*What the task asks:*
Answer these questions about the Kienow's grocery stores text:
(a) For how much were the Kienow's stores sold last November?
(b) In what year did Dan H. Kienow Sr. found his first market?
(c) For how many years did Weirich work for Kienow's?

*Exercise text:*
___

The dozen Kienow's grocery stores in the Portland metro area were sold last November for $54 million to a California real estate company that has closed most of them, sold a few to other food retailers, and has kept three operating. The shelves of the closed stores were emptied by shoppers taking advantage of slashed prices.
Dan H. Kienow Sr. founded his first market in 1908 at the location Weirich and a manager locked up last week. "The Friendliest Stores in Town," the slogan used by Kienow's, wasn't empty rhetoric; Kienow's was friendly to its customers and to its employees.
"I JUST LOVED working there," Weirich, who soon turns 62, told the Northwest Labor Press. He worked for Kienow's for 17 years at four different stores. "Each store had its own personality." he said. He especially enjoyed the neighborly atmosphere of the market off Northeast 33rd Avenue at Hancock Street, not far from Grant High School. A room in the store was made available to community groups for their meetings. Weirich recalled that four or five mayors and former mayors shopped there.
Weirich worked last at the Southeast Morrison store whose customers included many elderly people, some who live alone, and some with infirmities who needed assistance in shopping from store employees. "What I'm going to miss," said Weirich, "are the customers. I'm a people person. I love dealing with people. It was a real joy to turn people around," referring to some who came in the store in a negative mood because of their personal problems and loneliness.

___

[Stored items]
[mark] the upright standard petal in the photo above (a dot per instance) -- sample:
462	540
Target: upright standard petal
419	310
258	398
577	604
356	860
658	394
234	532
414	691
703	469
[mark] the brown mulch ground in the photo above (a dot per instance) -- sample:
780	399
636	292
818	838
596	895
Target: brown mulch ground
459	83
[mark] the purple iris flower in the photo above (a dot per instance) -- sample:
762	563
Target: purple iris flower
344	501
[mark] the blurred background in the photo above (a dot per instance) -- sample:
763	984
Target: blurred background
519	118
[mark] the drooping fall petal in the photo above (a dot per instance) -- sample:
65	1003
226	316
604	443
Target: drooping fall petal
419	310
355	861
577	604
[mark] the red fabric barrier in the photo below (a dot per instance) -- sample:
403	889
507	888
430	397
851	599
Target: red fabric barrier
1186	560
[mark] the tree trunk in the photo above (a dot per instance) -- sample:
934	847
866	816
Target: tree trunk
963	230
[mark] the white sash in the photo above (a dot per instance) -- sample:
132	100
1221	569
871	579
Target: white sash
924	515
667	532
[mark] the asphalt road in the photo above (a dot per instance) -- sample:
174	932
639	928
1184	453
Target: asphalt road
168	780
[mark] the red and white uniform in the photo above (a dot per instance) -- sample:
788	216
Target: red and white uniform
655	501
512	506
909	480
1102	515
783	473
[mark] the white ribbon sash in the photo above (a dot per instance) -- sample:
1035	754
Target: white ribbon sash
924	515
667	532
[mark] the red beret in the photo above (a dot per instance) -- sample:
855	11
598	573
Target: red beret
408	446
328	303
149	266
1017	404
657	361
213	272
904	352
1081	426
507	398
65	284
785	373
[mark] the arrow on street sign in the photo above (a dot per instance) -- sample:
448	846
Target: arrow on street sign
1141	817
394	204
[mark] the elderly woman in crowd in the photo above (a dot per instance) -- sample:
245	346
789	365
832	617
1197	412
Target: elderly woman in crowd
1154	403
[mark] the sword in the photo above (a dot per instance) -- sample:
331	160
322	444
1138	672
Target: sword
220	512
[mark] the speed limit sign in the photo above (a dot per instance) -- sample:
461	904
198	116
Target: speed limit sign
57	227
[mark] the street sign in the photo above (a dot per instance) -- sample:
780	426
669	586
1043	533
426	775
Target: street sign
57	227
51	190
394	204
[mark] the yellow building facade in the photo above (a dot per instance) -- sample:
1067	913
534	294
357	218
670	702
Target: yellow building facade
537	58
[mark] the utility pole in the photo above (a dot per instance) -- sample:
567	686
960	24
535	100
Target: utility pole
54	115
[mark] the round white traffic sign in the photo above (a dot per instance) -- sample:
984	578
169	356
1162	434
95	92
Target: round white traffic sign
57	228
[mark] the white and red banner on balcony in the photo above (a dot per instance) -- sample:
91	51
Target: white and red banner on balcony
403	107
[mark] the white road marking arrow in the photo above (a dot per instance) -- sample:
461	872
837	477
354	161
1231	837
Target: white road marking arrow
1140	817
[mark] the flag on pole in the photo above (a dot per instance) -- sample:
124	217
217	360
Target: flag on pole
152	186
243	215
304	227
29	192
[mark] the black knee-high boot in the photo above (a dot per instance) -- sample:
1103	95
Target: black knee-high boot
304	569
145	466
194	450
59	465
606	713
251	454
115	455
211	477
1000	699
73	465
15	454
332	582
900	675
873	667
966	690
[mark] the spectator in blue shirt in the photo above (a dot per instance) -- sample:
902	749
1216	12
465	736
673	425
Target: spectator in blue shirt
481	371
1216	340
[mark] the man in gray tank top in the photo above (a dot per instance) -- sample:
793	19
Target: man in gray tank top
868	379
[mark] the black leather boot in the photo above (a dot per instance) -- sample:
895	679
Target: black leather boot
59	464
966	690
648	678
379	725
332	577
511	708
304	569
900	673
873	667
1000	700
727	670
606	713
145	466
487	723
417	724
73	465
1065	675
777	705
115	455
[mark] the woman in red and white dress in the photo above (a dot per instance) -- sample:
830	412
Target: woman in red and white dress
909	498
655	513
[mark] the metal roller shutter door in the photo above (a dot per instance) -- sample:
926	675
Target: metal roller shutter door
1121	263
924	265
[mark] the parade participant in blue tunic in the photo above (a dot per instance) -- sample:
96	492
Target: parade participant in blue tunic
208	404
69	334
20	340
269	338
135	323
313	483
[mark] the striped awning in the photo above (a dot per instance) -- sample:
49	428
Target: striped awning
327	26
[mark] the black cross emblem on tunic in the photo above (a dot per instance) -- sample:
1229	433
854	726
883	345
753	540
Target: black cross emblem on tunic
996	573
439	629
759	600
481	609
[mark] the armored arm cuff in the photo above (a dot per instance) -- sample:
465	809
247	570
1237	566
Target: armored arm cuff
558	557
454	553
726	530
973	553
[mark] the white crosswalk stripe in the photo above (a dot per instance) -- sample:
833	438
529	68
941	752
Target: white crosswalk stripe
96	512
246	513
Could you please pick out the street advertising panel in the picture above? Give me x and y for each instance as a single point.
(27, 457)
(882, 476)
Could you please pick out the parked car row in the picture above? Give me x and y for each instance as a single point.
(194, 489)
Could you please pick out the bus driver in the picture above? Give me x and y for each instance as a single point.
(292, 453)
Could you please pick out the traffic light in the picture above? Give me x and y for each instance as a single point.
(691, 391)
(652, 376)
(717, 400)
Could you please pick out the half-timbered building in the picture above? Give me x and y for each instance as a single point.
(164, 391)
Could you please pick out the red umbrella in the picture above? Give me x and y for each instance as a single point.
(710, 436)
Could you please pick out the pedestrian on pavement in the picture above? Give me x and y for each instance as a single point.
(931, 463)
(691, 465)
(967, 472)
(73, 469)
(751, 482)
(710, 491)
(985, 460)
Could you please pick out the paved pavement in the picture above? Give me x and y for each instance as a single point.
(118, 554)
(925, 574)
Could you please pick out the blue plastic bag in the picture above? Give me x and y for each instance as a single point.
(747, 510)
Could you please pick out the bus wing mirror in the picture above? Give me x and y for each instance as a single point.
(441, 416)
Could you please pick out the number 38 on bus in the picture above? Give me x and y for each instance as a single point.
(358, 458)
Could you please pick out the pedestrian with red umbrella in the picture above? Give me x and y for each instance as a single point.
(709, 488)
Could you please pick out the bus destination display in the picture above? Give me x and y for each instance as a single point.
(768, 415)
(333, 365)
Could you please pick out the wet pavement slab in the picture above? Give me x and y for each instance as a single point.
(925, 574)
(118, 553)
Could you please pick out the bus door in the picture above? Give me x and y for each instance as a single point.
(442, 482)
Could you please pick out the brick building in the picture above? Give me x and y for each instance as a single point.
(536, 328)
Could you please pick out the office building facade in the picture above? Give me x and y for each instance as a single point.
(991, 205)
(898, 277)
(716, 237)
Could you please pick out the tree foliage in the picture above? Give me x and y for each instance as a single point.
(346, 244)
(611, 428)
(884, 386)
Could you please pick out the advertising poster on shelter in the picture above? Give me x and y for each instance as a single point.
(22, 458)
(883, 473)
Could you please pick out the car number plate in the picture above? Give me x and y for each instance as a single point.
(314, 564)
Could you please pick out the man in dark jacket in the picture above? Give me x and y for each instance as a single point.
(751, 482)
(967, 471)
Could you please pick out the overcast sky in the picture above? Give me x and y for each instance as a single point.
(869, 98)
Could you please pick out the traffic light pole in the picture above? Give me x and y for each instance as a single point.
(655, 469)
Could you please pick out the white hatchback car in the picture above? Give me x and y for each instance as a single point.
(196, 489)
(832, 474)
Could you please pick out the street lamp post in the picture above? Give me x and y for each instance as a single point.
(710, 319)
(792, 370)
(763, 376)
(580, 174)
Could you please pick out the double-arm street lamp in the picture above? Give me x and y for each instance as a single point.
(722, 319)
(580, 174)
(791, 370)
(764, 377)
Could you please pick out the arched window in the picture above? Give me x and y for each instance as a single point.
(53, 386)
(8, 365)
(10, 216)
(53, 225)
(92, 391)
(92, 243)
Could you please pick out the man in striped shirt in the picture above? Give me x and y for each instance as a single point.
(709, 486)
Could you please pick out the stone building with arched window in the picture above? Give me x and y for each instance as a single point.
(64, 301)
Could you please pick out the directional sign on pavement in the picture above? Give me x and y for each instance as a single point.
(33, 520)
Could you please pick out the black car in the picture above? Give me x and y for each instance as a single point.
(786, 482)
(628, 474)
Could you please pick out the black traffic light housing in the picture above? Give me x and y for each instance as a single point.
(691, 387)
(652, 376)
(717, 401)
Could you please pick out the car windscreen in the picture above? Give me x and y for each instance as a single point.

___

*Answer to this problem:*
(a) $54 million
(b) 1908
(c) 17 years